* _Items in a dataset_
◆ ◆ ◆ ◆ ◆ ◆ ◆

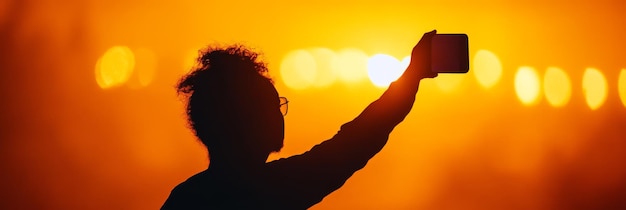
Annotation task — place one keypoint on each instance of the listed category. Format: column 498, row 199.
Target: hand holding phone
column 449, row 53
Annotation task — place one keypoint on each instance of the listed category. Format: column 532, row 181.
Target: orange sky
column 67, row 143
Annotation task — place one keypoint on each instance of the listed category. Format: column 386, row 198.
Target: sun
column 383, row 69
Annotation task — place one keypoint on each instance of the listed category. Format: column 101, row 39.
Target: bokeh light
column 351, row 65
column 622, row 86
column 487, row 68
column 298, row 69
column 114, row 67
column 594, row 88
column 527, row 85
column 324, row 59
column 383, row 69
column 556, row 87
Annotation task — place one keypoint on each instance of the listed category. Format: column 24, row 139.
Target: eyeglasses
column 284, row 107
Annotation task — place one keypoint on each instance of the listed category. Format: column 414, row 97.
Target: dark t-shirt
column 297, row 182
column 301, row 181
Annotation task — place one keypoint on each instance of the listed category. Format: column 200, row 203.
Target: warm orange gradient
column 82, row 128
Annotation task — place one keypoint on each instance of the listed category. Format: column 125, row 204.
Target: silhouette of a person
column 235, row 111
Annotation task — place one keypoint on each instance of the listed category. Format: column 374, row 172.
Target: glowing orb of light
column 527, row 85
column 487, row 68
column 622, row 86
column 114, row 67
column 594, row 88
column 556, row 87
column 383, row 69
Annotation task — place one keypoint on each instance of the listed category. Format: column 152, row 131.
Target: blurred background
column 90, row 118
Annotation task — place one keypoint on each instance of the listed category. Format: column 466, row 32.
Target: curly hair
column 220, row 87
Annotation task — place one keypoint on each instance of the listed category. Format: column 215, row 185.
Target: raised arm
column 395, row 103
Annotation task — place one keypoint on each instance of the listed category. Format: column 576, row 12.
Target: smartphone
column 449, row 53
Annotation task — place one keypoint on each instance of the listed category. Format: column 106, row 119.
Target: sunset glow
column 527, row 85
column 384, row 69
column 594, row 88
column 115, row 67
column 487, row 68
column 92, row 118
column 556, row 87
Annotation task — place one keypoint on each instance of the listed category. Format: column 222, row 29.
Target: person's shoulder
column 189, row 193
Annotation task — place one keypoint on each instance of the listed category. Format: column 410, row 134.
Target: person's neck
column 235, row 165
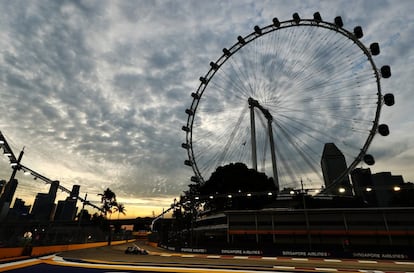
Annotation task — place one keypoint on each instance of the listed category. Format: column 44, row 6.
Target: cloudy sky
column 96, row 90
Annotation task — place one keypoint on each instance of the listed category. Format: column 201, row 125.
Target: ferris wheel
column 278, row 95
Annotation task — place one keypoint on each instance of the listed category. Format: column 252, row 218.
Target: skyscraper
column 44, row 204
column 333, row 165
column 7, row 197
column 363, row 185
column 66, row 210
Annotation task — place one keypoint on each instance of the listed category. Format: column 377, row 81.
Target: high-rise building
column 44, row 204
column 333, row 165
column 75, row 192
column 19, row 210
column 66, row 210
column 385, row 186
column 2, row 184
column 363, row 185
column 7, row 196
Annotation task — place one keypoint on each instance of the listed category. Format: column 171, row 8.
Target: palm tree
column 120, row 208
column 108, row 200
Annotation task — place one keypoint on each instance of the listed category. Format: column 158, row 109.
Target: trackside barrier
column 13, row 252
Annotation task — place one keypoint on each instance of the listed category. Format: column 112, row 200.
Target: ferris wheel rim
column 256, row 34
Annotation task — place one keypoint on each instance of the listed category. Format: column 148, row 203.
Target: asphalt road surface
column 113, row 259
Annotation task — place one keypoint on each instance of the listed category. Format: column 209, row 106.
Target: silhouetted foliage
column 235, row 178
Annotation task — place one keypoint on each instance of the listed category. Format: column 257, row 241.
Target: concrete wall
column 15, row 252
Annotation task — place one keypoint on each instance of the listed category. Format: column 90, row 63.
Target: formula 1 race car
column 135, row 250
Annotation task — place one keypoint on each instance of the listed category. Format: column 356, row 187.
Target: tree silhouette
column 237, row 180
column 120, row 208
column 108, row 200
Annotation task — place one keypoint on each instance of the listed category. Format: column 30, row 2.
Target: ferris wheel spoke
column 318, row 84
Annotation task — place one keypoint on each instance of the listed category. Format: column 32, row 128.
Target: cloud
column 96, row 90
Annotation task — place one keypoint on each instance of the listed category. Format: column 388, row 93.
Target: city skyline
column 96, row 93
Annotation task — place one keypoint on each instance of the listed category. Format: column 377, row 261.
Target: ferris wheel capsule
column 317, row 17
column 369, row 159
column 358, row 32
column 338, row 21
column 383, row 130
column 374, row 47
column 389, row 99
column 307, row 102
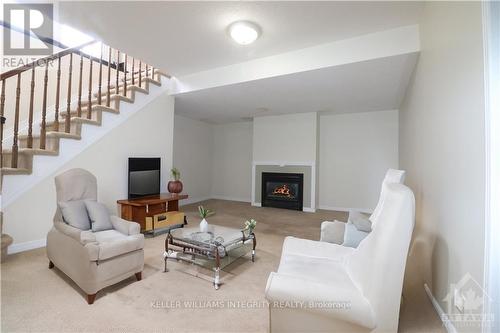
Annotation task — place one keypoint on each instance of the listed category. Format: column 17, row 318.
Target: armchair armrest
column 332, row 232
column 81, row 236
column 343, row 303
column 125, row 227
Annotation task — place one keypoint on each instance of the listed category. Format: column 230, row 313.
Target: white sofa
column 358, row 225
column 326, row 287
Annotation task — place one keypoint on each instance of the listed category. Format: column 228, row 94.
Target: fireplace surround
column 282, row 190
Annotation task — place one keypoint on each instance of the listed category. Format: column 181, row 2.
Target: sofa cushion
column 99, row 216
column 361, row 221
column 353, row 236
column 311, row 248
column 75, row 214
column 112, row 243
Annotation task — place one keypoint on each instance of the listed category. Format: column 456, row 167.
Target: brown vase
column 175, row 186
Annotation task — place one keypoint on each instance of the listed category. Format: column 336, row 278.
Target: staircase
column 93, row 86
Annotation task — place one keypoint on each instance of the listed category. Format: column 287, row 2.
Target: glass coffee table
column 214, row 249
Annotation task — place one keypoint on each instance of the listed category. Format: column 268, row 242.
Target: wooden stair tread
column 55, row 134
column 14, row 171
column 32, row 151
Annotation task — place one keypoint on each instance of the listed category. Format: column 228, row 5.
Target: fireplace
column 282, row 190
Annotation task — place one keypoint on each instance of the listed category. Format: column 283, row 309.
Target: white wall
column 289, row 138
column 355, row 151
column 232, row 161
column 148, row 133
column 193, row 155
column 442, row 146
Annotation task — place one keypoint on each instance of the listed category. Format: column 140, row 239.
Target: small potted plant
column 250, row 226
column 175, row 186
column 204, row 213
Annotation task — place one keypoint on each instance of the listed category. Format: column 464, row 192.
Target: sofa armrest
column 332, row 232
column 81, row 236
column 125, row 227
column 343, row 303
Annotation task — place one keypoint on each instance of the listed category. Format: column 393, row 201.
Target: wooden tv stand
column 155, row 211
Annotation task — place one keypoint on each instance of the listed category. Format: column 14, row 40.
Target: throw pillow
column 99, row 216
column 353, row 236
column 75, row 214
column 361, row 221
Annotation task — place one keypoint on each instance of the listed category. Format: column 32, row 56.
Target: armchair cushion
column 361, row 221
column 99, row 216
column 353, row 236
column 75, row 214
column 112, row 243
column 310, row 248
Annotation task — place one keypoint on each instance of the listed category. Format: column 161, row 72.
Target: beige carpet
column 36, row 299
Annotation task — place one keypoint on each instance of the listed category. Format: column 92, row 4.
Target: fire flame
column 283, row 190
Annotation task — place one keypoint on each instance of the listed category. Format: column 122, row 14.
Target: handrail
column 108, row 65
column 43, row 61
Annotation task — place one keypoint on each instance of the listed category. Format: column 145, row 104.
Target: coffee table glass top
column 216, row 236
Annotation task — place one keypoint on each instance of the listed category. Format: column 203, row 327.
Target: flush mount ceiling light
column 244, row 32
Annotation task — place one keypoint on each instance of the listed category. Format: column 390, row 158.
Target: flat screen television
column 143, row 176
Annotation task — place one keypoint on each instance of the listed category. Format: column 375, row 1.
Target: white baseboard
column 26, row 246
column 346, row 209
column 443, row 316
column 221, row 197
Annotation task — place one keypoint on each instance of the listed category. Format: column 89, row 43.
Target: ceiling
column 188, row 37
column 357, row 87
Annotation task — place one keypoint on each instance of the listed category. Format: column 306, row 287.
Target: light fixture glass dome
column 244, row 32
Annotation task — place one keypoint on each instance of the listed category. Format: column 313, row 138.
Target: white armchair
column 92, row 259
column 359, row 291
column 358, row 225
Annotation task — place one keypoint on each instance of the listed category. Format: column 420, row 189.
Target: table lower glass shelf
column 209, row 262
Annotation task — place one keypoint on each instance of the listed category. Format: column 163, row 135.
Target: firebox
column 282, row 190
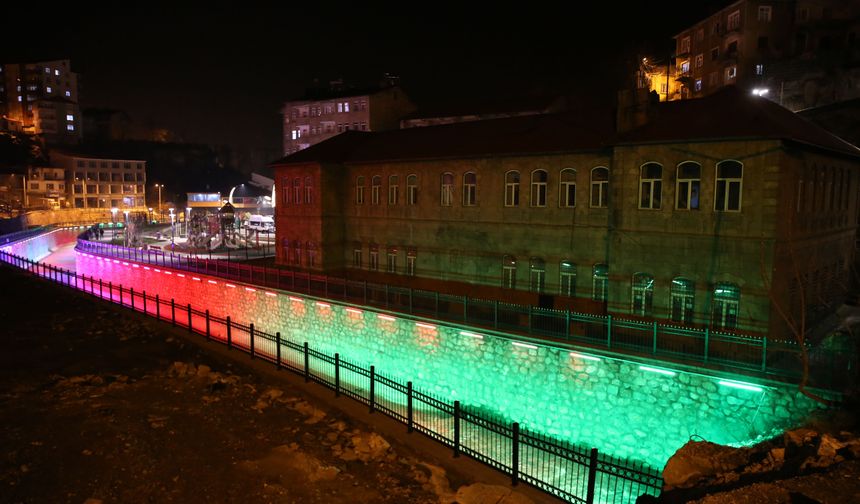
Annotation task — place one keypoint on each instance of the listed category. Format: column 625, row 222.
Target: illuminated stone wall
column 613, row 405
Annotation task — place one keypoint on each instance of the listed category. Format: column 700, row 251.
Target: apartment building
column 41, row 98
column 311, row 120
column 95, row 181
column 673, row 211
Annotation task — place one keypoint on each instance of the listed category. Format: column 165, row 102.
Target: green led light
column 657, row 370
column 741, row 385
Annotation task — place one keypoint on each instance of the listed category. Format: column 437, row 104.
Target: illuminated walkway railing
column 701, row 346
column 572, row 473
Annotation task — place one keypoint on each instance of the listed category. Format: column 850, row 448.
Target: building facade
column 41, row 98
column 661, row 213
column 312, row 120
column 799, row 53
column 98, row 182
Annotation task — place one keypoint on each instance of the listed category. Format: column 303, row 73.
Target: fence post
column 654, row 349
column 337, row 374
column 456, row 429
column 592, row 476
column 409, row 406
column 609, row 331
column 515, row 454
column 372, row 397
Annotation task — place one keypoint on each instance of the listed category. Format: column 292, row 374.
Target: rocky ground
column 101, row 405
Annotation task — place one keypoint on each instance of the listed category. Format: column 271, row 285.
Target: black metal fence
column 572, row 473
column 751, row 354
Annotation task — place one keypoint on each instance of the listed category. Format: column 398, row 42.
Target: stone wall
column 612, row 404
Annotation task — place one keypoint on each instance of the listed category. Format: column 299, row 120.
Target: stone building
column 324, row 114
column 720, row 211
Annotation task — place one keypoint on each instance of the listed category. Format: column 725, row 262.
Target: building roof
column 727, row 114
column 732, row 113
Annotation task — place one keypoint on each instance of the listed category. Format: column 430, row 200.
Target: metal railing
column 732, row 351
column 570, row 472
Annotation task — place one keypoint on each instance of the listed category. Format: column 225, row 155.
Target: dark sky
column 218, row 74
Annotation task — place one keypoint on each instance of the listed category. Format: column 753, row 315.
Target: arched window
column 599, row 281
column 393, row 189
column 642, row 294
column 447, row 189
column 309, row 190
column 650, row 186
column 509, row 272
column 470, row 187
column 297, row 190
column 728, row 189
column 375, row 185
column 599, row 187
column 412, row 190
column 537, row 274
column 682, row 292
column 359, row 191
column 512, row 188
column 538, row 195
column 567, row 188
column 727, row 297
column 688, row 185
column 567, row 278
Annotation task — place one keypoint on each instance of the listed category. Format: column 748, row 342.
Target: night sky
column 219, row 74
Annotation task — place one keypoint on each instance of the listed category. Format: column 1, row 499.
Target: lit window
column 650, row 186
column 512, row 188
column 567, row 188
column 470, row 185
column 375, row 185
column 729, row 186
column 726, row 303
column 412, row 190
column 391, row 265
column 393, row 188
column 309, row 190
column 642, row 294
column 682, row 293
column 447, row 188
column 599, row 187
column 599, row 282
column 297, row 190
column 509, row 272
column 538, row 196
column 537, row 274
column 567, row 278
column 687, row 187
column 359, row 191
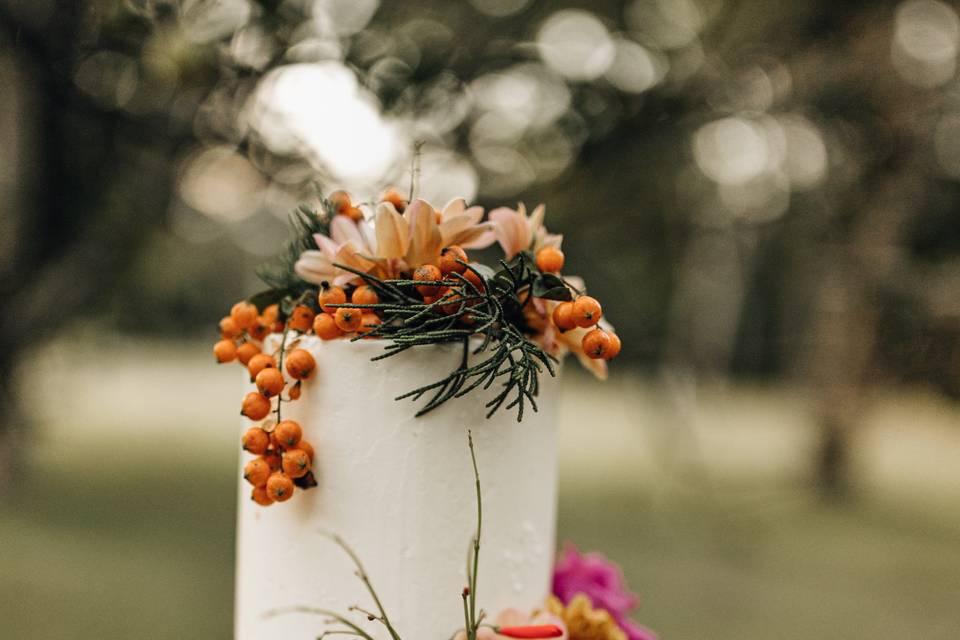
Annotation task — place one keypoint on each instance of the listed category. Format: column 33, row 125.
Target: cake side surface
column 400, row 491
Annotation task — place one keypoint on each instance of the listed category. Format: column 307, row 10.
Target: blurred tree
column 769, row 186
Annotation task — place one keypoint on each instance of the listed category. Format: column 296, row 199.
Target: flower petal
column 482, row 241
column 314, row 267
column 535, row 221
column 343, row 230
column 455, row 207
column 326, row 245
column 475, row 214
column 393, row 232
column 425, row 238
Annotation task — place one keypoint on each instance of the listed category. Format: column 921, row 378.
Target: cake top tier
column 399, row 272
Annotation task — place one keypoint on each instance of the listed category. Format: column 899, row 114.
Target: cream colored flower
column 516, row 232
column 420, row 233
column 583, row 622
column 350, row 243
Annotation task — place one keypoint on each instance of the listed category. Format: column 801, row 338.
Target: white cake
column 400, row 491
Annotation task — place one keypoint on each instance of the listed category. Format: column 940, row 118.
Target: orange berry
column 596, row 343
column 301, row 319
column 255, row 440
column 244, row 314
column 270, row 382
column 550, row 259
column 614, row 349
column 246, row 351
column 271, row 314
column 449, row 257
column 229, row 328
column 294, row 392
column 261, row 497
column 364, row 294
column 288, row 433
column 300, row 364
column 474, row 279
column 303, row 445
column 427, row 272
column 260, row 329
column 347, row 319
column 331, row 295
column 354, row 213
column 255, row 406
column 325, row 327
column 256, row 472
column 586, row 311
column 272, row 459
column 368, row 322
column 280, row 487
column 258, row 363
column 296, row 463
column 563, row 316
column 225, row 351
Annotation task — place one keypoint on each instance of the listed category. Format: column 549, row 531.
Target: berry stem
column 283, row 349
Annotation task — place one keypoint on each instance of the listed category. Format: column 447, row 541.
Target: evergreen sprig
column 488, row 320
column 278, row 274
column 491, row 317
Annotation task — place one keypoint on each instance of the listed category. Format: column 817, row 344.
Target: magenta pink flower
column 602, row 581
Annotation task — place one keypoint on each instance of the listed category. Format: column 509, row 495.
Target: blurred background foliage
column 759, row 190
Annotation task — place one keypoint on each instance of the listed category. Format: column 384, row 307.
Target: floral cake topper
column 399, row 272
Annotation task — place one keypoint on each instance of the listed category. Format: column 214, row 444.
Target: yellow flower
column 583, row 622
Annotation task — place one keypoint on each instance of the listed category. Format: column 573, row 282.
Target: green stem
column 362, row 574
column 476, row 540
column 323, row 612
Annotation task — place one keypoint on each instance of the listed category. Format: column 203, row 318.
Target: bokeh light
column 925, row 41
column 320, row 112
column 575, row 44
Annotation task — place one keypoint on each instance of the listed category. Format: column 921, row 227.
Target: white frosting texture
column 400, row 491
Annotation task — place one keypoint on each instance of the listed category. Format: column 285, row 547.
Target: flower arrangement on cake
column 412, row 290
column 401, row 273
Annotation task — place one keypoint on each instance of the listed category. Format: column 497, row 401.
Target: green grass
column 144, row 549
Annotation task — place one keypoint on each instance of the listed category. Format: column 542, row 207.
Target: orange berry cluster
column 441, row 287
column 583, row 312
column 284, row 461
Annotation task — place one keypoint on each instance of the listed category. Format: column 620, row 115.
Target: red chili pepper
column 535, row 631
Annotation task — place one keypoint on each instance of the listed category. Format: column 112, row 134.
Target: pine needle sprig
column 490, row 316
column 279, row 273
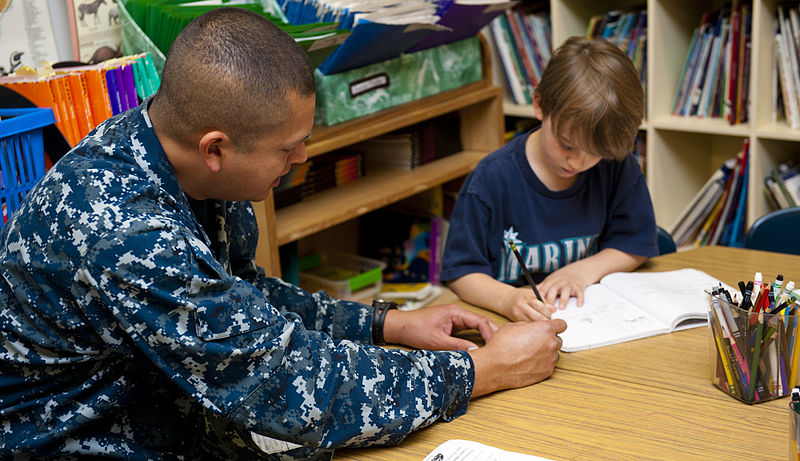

◆ ◆ ◆ ◆ ◆ ◆ ◆

* _WHAT IS EXPECTED_
Reproduce the lines of the records word for word, starting at the line that contains "column 30, row 2." and ending at the line that contains "column 318, row 84", with both of those lines included.

* _SOLUTION_
Annotation task — place one keypoint on each instance of the listed category. Format: column 30, row 2.
Target: ferris wheel spoke
column 318, row 84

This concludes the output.